ACTIONS TO TAKE ->
1. Return the portion of the guest post on genre fiction and Judaism below that lies between "A guest post" and "have a soul?", inclusive, copied word for word.
2. Resume the guest post on genre fiction and Judaism below, writing on from its final sentence.

GIVEN PASSAGE ->
━━━━━━━━
A guest post by Y. Bloch
Is Spock's resurrection on the Genesis Planet an affront to God? Is Gandalf the kind of sorcerer condemned in the Book of Exodus? How can Star Wars happen "A long time ago in a galaxy far far away" if the universe is less than 6,000 years old? Since Data was created by humans, how can he have a soul?
So while I never stopped being a fan of genre fiction, that seemed irrelevant to being a rabbi. At most, I might slip in a reference in a sermon (or, much more rarely, in writing), but that was the limit. Who could dare to mix the two?
That's what defines geeks: the endless analysis of the supernatural, obsession with canon, vigorous arguments about how to appreciate source materials, fiery indignation about the misinterpretation of beloved texts and tales, the voracious desire to ponder utopian and dystopian realms, the preoccupation with questions of morality, mortality and meaning. Hm, sounds like another group I proudly claim membership in...
━━━━━━━━
STUDY MATERIAL ->
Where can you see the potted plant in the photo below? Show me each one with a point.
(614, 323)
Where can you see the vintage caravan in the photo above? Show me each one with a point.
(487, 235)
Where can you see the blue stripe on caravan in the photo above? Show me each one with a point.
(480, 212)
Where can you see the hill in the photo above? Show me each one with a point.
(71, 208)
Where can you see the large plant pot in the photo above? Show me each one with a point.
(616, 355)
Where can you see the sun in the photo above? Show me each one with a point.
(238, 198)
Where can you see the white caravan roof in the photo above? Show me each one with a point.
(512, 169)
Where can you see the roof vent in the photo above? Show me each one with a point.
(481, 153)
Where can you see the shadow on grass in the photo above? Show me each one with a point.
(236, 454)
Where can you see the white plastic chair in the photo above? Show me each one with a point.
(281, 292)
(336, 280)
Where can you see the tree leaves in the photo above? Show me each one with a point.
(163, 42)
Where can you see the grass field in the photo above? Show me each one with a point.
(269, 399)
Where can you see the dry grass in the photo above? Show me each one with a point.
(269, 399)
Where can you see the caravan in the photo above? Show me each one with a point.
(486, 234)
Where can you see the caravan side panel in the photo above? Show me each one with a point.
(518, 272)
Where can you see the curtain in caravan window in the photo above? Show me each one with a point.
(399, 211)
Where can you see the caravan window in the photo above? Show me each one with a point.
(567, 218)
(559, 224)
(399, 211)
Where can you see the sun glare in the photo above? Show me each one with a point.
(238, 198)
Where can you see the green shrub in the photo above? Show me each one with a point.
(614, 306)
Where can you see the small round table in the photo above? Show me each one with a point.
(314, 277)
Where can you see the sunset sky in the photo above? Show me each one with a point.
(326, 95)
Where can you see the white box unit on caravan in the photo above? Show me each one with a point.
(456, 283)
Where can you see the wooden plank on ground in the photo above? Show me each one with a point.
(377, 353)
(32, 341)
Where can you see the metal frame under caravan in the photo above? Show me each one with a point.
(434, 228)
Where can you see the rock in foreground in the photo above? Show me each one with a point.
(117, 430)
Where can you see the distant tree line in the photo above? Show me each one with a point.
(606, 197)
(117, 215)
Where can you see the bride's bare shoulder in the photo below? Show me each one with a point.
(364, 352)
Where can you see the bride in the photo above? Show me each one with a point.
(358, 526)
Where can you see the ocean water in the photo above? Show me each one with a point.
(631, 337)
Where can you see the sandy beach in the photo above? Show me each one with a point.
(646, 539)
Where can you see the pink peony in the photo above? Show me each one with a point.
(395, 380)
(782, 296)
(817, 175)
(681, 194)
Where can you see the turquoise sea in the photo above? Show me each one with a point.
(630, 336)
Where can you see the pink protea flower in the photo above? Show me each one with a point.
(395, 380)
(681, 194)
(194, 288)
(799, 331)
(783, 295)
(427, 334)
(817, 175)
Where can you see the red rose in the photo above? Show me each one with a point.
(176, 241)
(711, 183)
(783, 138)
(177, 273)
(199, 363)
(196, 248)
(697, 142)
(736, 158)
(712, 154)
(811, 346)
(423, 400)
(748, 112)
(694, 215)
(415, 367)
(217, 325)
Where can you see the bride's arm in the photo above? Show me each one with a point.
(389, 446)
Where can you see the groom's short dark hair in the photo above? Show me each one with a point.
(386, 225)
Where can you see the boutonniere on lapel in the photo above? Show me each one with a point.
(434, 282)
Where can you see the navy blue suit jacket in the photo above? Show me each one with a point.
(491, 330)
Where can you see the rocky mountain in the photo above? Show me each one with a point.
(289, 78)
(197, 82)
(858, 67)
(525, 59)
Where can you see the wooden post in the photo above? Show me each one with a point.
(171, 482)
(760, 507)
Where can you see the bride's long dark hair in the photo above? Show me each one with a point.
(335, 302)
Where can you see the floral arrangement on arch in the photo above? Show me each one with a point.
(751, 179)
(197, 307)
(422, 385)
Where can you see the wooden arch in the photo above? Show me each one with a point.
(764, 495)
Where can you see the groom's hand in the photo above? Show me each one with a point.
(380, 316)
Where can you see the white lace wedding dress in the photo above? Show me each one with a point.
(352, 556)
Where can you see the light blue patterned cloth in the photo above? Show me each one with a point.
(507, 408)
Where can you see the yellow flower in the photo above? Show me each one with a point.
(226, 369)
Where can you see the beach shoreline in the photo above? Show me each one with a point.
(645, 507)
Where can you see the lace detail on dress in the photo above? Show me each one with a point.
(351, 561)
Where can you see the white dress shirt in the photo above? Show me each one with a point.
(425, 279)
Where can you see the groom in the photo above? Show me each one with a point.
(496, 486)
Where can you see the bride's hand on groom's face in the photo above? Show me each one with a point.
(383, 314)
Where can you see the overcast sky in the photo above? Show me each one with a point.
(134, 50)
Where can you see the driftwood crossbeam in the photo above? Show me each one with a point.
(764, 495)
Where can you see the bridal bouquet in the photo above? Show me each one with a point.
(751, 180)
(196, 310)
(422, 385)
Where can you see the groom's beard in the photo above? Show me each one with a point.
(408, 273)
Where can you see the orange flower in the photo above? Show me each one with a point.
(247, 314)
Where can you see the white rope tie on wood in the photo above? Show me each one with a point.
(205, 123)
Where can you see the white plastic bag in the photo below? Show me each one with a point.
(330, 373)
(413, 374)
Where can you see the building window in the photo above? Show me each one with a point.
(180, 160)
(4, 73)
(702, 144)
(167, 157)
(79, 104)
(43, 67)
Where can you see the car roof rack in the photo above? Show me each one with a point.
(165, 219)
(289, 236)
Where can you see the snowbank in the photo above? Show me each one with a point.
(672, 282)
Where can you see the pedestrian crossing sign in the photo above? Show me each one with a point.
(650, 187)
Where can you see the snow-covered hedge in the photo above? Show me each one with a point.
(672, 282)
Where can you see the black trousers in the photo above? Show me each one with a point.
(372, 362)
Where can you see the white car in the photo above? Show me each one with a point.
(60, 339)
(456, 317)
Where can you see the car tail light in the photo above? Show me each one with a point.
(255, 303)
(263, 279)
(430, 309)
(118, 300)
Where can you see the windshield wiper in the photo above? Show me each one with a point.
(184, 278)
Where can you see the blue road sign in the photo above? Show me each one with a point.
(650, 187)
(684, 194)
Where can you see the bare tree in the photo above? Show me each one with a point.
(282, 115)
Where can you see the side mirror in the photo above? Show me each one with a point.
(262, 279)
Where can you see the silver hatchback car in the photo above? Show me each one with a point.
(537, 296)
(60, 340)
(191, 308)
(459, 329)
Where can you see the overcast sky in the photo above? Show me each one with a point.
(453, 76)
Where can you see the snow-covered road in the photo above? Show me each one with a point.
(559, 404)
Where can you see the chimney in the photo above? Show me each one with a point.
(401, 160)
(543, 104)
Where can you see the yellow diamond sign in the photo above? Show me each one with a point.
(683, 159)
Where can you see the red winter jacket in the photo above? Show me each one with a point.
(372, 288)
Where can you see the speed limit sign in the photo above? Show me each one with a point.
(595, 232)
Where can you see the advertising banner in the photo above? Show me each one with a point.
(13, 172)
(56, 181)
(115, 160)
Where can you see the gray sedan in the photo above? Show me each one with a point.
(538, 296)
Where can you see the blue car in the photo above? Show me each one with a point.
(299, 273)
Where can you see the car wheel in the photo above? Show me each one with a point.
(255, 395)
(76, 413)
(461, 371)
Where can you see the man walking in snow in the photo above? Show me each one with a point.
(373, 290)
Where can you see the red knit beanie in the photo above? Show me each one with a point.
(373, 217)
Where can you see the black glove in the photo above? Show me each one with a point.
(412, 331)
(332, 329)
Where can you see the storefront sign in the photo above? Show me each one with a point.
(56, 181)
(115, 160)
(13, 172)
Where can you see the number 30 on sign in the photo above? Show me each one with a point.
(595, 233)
━━━━━━━━
RESULTS ->
1.
A guest post by Y. Bloch
Is Spock's resurrection on the Genesis Planet an affront to God? Is Gandalf the kind of sorcerer condemned in the Book of Exodus? How can Star Wars happen "A long time ago in a galaxy far far away" if the universe is less than 6,000 years old? Since Data was created by humans, how can he have a soul?

2.
However, Larry Alex Taunton's piece for The Atlantic, "Listening to Young Atheists," suggests an answer. When one actually talks to intelligent, educated people instead of at them, it becomes clear that overenthusiasm does not scare people away from religion; rather, it is the attempt to prune religion of all of its distinctive characteristics which turns the youth off. If you want to appeal to the next generation, you have to be serious about your faith. Don't be an aggressive proselytizer, but a passionate adherent. Not dour, not domineering, not dogmatic; instead, be enthusiastic, ecstatic, exultant. Your passion must match your commitment. Embrace fandom rather than fanaticism. In short, geek out about God.
So, thank you, Geek Fighters. In your "intelligent discussion of inane topics," you actually have some very profound things to say about the human experience. The overriding principle is this: never vote against your heart. Rava put it this way (Talmud, Sanhedrin 106b): "It is because the Holy One, blessed be He, requires the heart."